═════ PROVIDED PASSAGE ═════

# Forum > Gaming > Roleplaying Games > D&D 5e/Next >  Bonus action for wizard?

## Kurald Galain

What's a good feat or item or multiclass that would give a wizard a good multi-use _bonus action_ ability? I note the whole party is using lots of bonus actions except for my wizard character (who goes move + spell most of his turns).

----------


## diplomancer

> What's a good feat or item or multiclass that would give a wizard a good multi-use _bonus action_ ability? I note the whole party is using lots of bonus actions except for my wizard character (who goes move + spell most of his turns).


Telekinetic feat is the usual answer here, though a cheaper (specially if your Int is even) and still very useful option I also like (depending on how lenient your DM is) is Unseen Servant. 

My DM's usually let them feed Healing Potions, either to me or to fallen comrades. That's the easy use, but there are tons of things an unseen servant can do with some creative thinking. Being a ritual and you a wizard, it doesn't even cost you a preparation slot.

If your DM lets you Ritually cast spells while on the move, it's even better, as you can easily have 3 or 4 unseen servants ready at once. Even though you can only command one at a time, given their low move speed it might be good to have one next to each of your comrades for that clutch healing potion.

----------


## J-H

Here's the list of BA spells.
https://www.nerdsandscoundrels.com/b...ion-spells-5e/
Unfortunately, most are concentration, and most are not on the wizard list.

You could also pick up spells that let you do something as a bonus action on following rounds, like Bigby's Hand of Does Lots of Stuff, or Flaming Sphere, or Dust Cloud.

Also, it's OK to not use your Bonus Action.  You're a wizard, not a rogue.  You probably are keeping up with the party and making a difference anyway.

----------


## Mastikator

Use dragon's breath on your familiar. Fire breathing owl.

----------


## Witty Username

Spell selection is the primary thing here, as you go up in level concentration spells that bonus actions an bonus action spell casts are about.
As for multiclassing, 2 levels in rogue will get you cunning action, 3 levels in sorcerer will get you quicken spell.
As for feats telekinetic and Fey Touched can get you some good bonus action effects.

Goblin race gets you nimble escape which is another route to having a good bonus action.

----------


## firelistener

Flaming Sphere is a great spell for utilizing your bonus action, but I think you'll find that it and similar spells aren't always worth the concentration in a fight when you could otherwise cast Fly or something else. You really only need your regular action as a Wizard though. No other class is likely to be dishing out Fireballs and Lightning Bolts to clear out groups of enemies the way you can, which is invaluable.

----------


## Psyren

A lot of racials are also a bonus action and can be useful. For example, if your Wizard is a summon or pet build, a Kobold's Draconic Cry would be a pretty notable DPR boost.

═════ RECORDS FOR PROCESSING ═════

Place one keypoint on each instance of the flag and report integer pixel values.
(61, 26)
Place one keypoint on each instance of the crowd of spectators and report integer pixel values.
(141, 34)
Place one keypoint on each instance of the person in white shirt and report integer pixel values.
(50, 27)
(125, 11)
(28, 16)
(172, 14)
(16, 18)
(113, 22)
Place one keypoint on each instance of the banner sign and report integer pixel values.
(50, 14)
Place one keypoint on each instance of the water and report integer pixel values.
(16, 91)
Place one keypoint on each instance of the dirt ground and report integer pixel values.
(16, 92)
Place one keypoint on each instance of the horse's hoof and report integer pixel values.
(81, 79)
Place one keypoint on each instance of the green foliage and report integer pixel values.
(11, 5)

═════
═════ RECORDS FOR PROCESSING ═════

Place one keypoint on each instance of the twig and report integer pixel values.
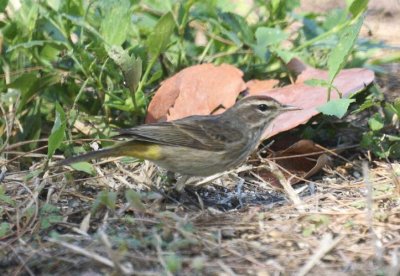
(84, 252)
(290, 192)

═════

=== REQUIRED ACTIONS ===
**A.** Can you reproduce the forum thread on wizard bonus actions between "Spell selection is" and "bonus action effects.", inclusive?
**B.** Which lines of the records contain the word "Place", with case counting? List each of those lines in full.

=== PROBLEM SOLUTIONS ===
**A.**
Spell selection is the primary thing here, as you go up in level concentration spells that bonus actions an bonus action spell casts are about.
As for multiclassing, 2 levels in rogue will get you cunning action, 3 levels in sorcerer will get you quicken spell.
As for feats telekinetic and Fey Touched can get you some good bonus action effects.

**B.**
Place one keypoint on each instance of the flag and report integer pixel values.
Place one keypoint on each instance of the crowd of spectators and report integer pixel values.
Place one keypoint on each instance of the person in white shirt and report integer pixel values.
Place one keypoint on each instance of the banner sign and report integer pixel values.
Place one keypoint on each instance of the water and report integer pixel values.
Place one keypoint on each instance of the dirt ground and report integer pixel values.
Place one keypoint on each instance of the horse's hoof and report integer pixel values.
Place one keypoint on each instance of the green foliage and report integer pixel values.
Place one keypoint on each instance of the twig and report integer pixel values.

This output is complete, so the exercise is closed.